**Activities**
1) Decide whether each statement below agrees with the awareness-month post below, answering yes or no and quoting the deciding words of the post. (a) Men who suffer domestic violence may be even more afraid than women to get help. (b) Without bruises, a situation cannot count as domestic violence. (c) Survivor stories must be sent with the sender's name attached.
2) According to the awareness-month post below, why are men who are victims of domestic violence even more afraid of getting help? Answer in one to three sentences.
3) Write out everything in the awareness-month post below from "Today I want to direct" down to "for the victim.".

**Source extract**
══════════════════════════════

October has been nominated the awareness month for two great causes: Breast Cancer and Domestic Violence. These causes affect mostly women, although it can affect men as well. More and more we discover that men are victims of domestic violence in the same way and intensity that women are and they are even more afraid of getting help due to fear of ridicule by society. To my ignorance, I discovered that men are also sufferers of male breast cancer, so this is for all of you too.

Today I want to give you some sources to obtain help. There’s no shame in seeking assistance with your issues. With cancer there’s nothing you did to cause this, it’s a disease and feelings of despair and frustration after being diagnosed and during treatment are totally normal and there is help out there for you.

If you are in a domestic violence situation, know that this,also,  is not your fault. Nobody deserves to be mistreated in a relationship. Also know, that because you don’t have bruises does not mean that it’s not domestic violence. If you are being controlled, threatened, or humiliated, know that is not God’s plan for your life and you deserve so much more.

Breast Cancer

Domestic Violence

Please be safe and get help.

The Road Home Cover (1)If you want to share your survivor story with us (even anonymously) please send us an email at  therisingmuse@gmail.com If your story is chosen to be featured you will receive a copy of my new book The Road Home.  If you are currently enduring these situations and need prayer, do not hesitate to send us an email and we’ll pray for you.

Be blessed and be safe

DVAM:To friend and family of victims

Today I want to direct my attention to those who know someone who is or has been in an abusive situation. Someone who has not experience the fear or the trauma of abuse has trouble relating to the person inside or coming out of this situation. As a friend or family member you may want to help, but sometimes you may make things worse for the victim.

══════════════════════════════

**Stored data**
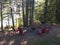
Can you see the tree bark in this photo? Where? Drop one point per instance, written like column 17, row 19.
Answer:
column 1, row 18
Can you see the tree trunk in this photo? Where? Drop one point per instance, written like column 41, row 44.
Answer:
column 1, row 18
column 58, row 11
column 45, row 10
column 27, row 10
column 23, row 13
column 12, row 18
column 31, row 11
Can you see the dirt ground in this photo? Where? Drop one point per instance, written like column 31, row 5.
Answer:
column 8, row 38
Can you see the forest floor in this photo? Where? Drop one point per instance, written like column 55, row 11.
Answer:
column 31, row 38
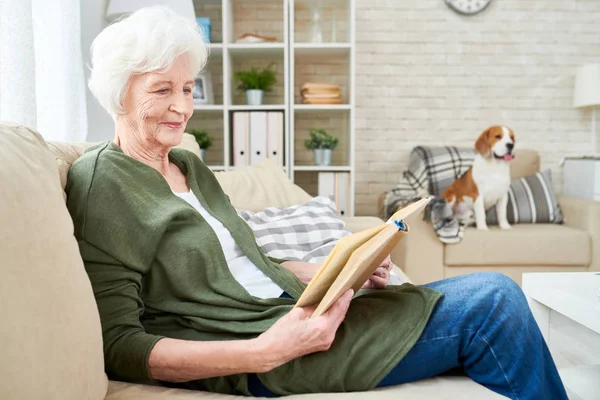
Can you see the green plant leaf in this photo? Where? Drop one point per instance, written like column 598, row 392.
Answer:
column 320, row 139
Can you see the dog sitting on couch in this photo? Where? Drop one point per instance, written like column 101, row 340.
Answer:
column 486, row 182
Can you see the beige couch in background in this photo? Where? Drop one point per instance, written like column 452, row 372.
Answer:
column 51, row 335
column 573, row 246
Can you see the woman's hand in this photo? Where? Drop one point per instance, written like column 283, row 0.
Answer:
column 297, row 334
column 381, row 276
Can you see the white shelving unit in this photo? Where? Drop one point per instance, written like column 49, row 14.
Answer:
column 297, row 60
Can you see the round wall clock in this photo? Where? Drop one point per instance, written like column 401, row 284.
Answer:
column 467, row 7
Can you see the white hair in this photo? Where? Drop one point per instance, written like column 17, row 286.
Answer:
column 149, row 40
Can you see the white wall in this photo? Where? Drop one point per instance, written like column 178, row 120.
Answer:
column 426, row 75
column 100, row 124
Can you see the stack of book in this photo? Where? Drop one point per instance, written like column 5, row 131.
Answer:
column 321, row 93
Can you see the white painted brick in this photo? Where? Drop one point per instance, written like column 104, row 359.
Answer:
column 428, row 76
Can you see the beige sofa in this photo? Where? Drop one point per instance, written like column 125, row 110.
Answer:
column 572, row 246
column 51, row 334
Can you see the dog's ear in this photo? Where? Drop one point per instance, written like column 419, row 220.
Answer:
column 482, row 145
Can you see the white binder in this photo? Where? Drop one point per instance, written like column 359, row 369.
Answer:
column 275, row 137
column 258, row 136
column 241, row 139
column 336, row 185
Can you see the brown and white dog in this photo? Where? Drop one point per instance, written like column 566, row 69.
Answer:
column 486, row 182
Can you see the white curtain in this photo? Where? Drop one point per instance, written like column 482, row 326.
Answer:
column 41, row 67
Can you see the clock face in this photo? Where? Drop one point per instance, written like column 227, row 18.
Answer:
column 468, row 6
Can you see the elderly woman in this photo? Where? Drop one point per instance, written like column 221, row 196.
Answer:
column 187, row 298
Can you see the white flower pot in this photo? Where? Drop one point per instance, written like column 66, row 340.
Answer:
column 323, row 156
column 254, row 97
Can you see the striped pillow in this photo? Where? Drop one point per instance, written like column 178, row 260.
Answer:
column 303, row 232
column 530, row 200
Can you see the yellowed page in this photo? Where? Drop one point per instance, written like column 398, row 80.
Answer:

══════════════════════════════

**Solved problems**
1)
(a) Yes: "they are even more afraid of getting help due to fear of ridicule by society"
(b) No: "because you don’t have bruises does not mean that it’s not domestic violence"
(c) No: "If you want to share your survivor story with us (even anonymously)"

2) They fear being ridiculed by society.

3)
Today I want to direct my attention to those who know someone who is or has been in an abusive situation. Someone who has not experience the fear or the trauma of abuse has trouble relating to the person inside or coming out of this situation. As a friend or family member you may want to help, but sometimes you may make things worse for the victim.